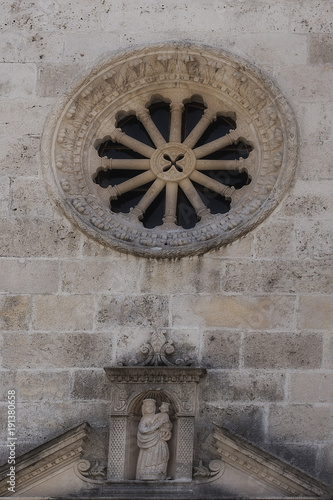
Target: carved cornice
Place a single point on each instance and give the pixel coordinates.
(259, 464)
(153, 374)
(126, 84)
(46, 459)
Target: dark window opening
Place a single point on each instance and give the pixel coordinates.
(186, 215)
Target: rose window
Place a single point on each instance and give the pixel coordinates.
(170, 151)
(173, 166)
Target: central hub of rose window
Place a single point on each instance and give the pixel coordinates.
(173, 162)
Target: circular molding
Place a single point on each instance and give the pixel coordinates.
(127, 85)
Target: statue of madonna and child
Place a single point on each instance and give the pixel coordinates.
(153, 433)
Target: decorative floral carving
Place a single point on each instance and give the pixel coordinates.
(156, 352)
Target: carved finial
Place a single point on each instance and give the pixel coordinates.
(156, 352)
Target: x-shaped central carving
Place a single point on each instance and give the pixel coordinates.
(172, 162)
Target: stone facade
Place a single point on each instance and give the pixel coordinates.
(256, 313)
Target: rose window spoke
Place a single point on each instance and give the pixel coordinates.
(174, 165)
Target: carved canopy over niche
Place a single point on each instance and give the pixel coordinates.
(209, 104)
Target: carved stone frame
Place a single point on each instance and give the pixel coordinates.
(130, 386)
(90, 110)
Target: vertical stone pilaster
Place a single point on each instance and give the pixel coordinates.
(117, 444)
(184, 450)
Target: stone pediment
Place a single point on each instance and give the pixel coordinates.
(60, 468)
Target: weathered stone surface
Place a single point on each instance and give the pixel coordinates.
(76, 47)
(282, 350)
(90, 385)
(38, 237)
(4, 195)
(31, 115)
(294, 423)
(220, 349)
(45, 351)
(35, 17)
(18, 80)
(316, 124)
(201, 275)
(32, 385)
(275, 239)
(278, 276)
(243, 387)
(21, 46)
(314, 240)
(243, 419)
(29, 276)
(325, 458)
(316, 312)
(303, 457)
(101, 276)
(54, 79)
(63, 312)
(310, 17)
(29, 198)
(320, 49)
(257, 311)
(19, 156)
(130, 340)
(315, 161)
(305, 83)
(14, 312)
(310, 387)
(64, 417)
(7, 384)
(236, 311)
(142, 310)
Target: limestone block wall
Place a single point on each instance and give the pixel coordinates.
(257, 313)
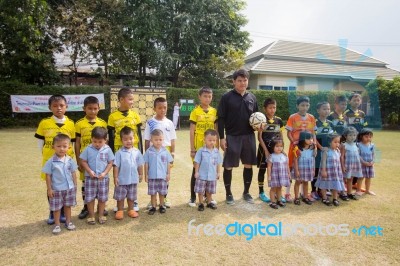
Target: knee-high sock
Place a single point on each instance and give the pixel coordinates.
(227, 181)
(192, 183)
(261, 178)
(247, 177)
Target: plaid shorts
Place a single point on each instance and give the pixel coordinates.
(202, 186)
(62, 198)
(122, 192)
(96, 188)
(157, 186)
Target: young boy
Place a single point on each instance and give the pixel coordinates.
(125, 117)
(161, 122)
(355, 118)
(61, 181)
(207, 165)
(128, 171)
(337, 117)
(83, 131)
(201, 118)
(50, 127)
(272, 129)
(97, 160)
(324, 128)
(157, 170)
(300, 121)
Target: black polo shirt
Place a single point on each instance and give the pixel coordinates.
(234, 111)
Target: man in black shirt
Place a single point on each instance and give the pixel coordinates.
(234, 110)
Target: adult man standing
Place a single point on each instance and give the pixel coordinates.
(234, 110)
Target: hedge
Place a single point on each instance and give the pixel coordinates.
(286, 101)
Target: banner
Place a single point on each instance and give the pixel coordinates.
(40, 103)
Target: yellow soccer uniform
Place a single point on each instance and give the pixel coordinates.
(118, 120)
(83, 130)
(47, 130)
(203, 121)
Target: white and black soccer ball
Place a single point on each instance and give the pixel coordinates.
(257, 120)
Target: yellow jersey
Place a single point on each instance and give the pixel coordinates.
(47, 130)
(118, 120)
(203, 121)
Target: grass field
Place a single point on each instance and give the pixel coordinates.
(25, 238)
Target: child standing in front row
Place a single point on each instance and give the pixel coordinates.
(161, 122)
(128, 171)
(278, 173)
(97, 160)
(207, 165)
(330, 174)
(157, 170)
(83, 129)
(367, 156)
(50, 127)
(350, 158)
(272, 129)
(60, 171)
(304, 166)
(201, 118)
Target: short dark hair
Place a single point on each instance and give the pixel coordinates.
(157, 132)
(125, 131)
(269, 101)
(302, 99)
(124, 92)
(159, 100)
(205, 89)
(320, 104)
(340, 99)
(240, 73)
(99, 133)
(364, 132)
(90, 100)
(61, 137)
(56, 98)
(210, 132)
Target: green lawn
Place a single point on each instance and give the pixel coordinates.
(25, 238)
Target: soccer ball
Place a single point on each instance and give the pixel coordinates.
(257, 120)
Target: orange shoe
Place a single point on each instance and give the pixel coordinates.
(133, 214)
(119, 215)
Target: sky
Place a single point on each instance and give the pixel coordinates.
(368, 27)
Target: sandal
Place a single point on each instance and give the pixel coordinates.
(273, 205)
(335, 202)
(307, 201)
(152, 210)
(133, 214)
(102, 219)
(119, 215)
(326, 202)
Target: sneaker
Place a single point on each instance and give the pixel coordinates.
(135, 206)
(230, 200)
(192, 202)
(248, 198)
(167, 203)
(70, 226)
(162, 209)
(50, 220)
(288, 198)
(57, 230)
(84, 213)
(201, 207)
(264, 197)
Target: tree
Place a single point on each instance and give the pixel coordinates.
(27, 42)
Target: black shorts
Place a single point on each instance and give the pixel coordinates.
(241, 147)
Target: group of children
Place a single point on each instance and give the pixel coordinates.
(323, 151)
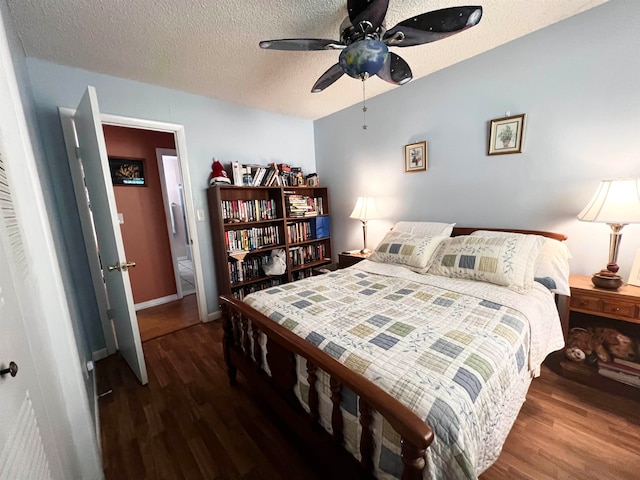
• • •
*TASK STATEMENT*: Find each line in the listing above that contains the word "carved" and copy those lines.

*WRITTEN RESPONSE*:
Target: carved cornice
Target: carved finial
Target: carved canopy over niche
Target: carved stone frame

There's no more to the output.